DESCRIPTION OF THE TASK – Pick out and copy each line in the records below that contains the word "woman". Case matters.

GIVEN RECORDS –
____________________

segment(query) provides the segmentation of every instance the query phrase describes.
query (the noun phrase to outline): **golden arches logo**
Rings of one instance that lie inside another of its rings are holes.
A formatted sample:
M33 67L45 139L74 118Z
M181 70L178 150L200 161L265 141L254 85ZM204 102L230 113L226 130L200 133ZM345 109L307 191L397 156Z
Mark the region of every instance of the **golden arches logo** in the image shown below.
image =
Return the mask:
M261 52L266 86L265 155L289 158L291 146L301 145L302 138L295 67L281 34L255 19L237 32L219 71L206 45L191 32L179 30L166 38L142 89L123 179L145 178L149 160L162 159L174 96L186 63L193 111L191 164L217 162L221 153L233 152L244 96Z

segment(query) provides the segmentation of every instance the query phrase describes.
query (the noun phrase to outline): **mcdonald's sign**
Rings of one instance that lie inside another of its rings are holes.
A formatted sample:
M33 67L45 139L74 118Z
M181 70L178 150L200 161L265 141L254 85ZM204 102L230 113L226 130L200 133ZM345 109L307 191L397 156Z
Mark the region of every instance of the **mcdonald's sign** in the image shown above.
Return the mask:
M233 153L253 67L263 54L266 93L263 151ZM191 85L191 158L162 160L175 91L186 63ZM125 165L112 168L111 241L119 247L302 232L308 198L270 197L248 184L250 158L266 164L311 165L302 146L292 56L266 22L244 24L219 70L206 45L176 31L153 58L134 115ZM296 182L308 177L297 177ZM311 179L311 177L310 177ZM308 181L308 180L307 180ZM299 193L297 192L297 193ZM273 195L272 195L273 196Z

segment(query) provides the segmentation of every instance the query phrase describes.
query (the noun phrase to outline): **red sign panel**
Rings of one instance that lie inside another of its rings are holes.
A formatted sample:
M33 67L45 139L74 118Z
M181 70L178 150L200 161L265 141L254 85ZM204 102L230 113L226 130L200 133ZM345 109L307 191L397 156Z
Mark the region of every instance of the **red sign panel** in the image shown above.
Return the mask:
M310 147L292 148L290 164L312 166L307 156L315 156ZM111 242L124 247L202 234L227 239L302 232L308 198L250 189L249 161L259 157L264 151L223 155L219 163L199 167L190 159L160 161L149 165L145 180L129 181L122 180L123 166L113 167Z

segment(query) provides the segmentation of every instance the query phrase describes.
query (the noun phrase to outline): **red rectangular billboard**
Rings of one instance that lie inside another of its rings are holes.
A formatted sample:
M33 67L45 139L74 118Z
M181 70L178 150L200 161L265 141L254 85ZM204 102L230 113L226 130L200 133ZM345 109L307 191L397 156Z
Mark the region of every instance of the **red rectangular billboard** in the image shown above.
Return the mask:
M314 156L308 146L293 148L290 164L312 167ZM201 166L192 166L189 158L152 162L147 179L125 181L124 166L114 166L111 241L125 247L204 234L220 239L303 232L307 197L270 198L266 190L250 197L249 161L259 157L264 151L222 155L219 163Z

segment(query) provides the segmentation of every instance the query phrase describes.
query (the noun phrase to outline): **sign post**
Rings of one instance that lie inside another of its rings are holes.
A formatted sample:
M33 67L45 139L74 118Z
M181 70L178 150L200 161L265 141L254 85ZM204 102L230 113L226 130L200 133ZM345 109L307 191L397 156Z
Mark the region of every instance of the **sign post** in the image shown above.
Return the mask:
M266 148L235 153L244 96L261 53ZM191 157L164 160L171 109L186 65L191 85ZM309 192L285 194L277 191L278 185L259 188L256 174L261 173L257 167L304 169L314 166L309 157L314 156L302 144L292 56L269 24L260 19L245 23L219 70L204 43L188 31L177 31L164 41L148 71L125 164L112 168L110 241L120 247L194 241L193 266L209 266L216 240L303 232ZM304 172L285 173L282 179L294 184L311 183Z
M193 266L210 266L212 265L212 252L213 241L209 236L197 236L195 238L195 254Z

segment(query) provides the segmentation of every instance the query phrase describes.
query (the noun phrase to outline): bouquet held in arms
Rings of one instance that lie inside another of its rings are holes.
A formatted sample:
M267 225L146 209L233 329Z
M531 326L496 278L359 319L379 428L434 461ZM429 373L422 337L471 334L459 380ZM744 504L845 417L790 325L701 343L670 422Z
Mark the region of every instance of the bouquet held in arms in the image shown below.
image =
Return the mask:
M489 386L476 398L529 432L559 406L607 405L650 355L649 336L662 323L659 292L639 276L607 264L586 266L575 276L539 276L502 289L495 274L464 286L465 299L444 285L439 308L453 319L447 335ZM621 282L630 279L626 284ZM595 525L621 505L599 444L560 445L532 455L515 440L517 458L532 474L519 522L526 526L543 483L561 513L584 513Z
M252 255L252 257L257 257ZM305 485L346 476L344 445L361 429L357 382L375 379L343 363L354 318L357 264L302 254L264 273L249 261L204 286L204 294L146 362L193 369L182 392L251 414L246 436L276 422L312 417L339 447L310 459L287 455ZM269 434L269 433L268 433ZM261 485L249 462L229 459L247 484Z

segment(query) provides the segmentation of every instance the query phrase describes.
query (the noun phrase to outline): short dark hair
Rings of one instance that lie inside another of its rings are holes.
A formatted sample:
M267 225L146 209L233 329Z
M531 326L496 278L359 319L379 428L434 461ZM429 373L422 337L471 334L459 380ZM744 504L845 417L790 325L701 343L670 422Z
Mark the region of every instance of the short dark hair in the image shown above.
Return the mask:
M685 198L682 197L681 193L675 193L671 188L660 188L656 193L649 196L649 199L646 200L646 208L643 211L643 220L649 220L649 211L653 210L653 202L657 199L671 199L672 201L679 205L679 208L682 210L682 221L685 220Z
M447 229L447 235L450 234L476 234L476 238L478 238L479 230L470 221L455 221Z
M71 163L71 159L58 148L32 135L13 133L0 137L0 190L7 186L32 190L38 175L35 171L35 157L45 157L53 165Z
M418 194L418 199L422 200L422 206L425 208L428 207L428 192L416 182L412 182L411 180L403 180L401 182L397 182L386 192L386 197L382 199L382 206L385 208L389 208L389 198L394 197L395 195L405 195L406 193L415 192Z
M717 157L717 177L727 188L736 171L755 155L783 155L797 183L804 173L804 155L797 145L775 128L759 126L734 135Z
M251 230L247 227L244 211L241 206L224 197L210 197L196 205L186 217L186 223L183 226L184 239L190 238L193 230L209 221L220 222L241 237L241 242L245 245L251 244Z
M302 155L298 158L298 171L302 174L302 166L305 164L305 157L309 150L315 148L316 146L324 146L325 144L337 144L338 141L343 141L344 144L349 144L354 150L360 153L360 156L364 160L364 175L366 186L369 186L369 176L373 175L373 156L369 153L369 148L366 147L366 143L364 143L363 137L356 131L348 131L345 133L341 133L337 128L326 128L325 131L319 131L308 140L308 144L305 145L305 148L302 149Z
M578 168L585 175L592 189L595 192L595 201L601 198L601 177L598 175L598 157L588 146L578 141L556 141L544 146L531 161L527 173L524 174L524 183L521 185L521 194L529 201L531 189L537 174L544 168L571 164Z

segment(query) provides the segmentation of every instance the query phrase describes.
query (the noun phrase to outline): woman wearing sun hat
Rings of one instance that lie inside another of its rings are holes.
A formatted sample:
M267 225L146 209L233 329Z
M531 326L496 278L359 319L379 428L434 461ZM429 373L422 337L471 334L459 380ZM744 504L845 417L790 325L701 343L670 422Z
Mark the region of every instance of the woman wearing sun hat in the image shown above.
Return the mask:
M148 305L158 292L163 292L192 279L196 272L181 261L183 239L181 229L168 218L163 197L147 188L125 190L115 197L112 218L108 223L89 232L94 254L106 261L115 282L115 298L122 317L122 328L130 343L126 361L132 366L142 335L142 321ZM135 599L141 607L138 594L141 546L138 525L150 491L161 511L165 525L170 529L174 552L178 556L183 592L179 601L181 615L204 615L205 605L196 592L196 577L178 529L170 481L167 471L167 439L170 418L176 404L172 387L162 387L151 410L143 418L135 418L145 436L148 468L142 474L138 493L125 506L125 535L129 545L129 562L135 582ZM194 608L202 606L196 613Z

____________________

SOLUTION TO THIS TASK –
query (the noun phrase to outline): woman wearing sun hat
Mark the region of every instance of the woman wearing sun hat in the image shown above.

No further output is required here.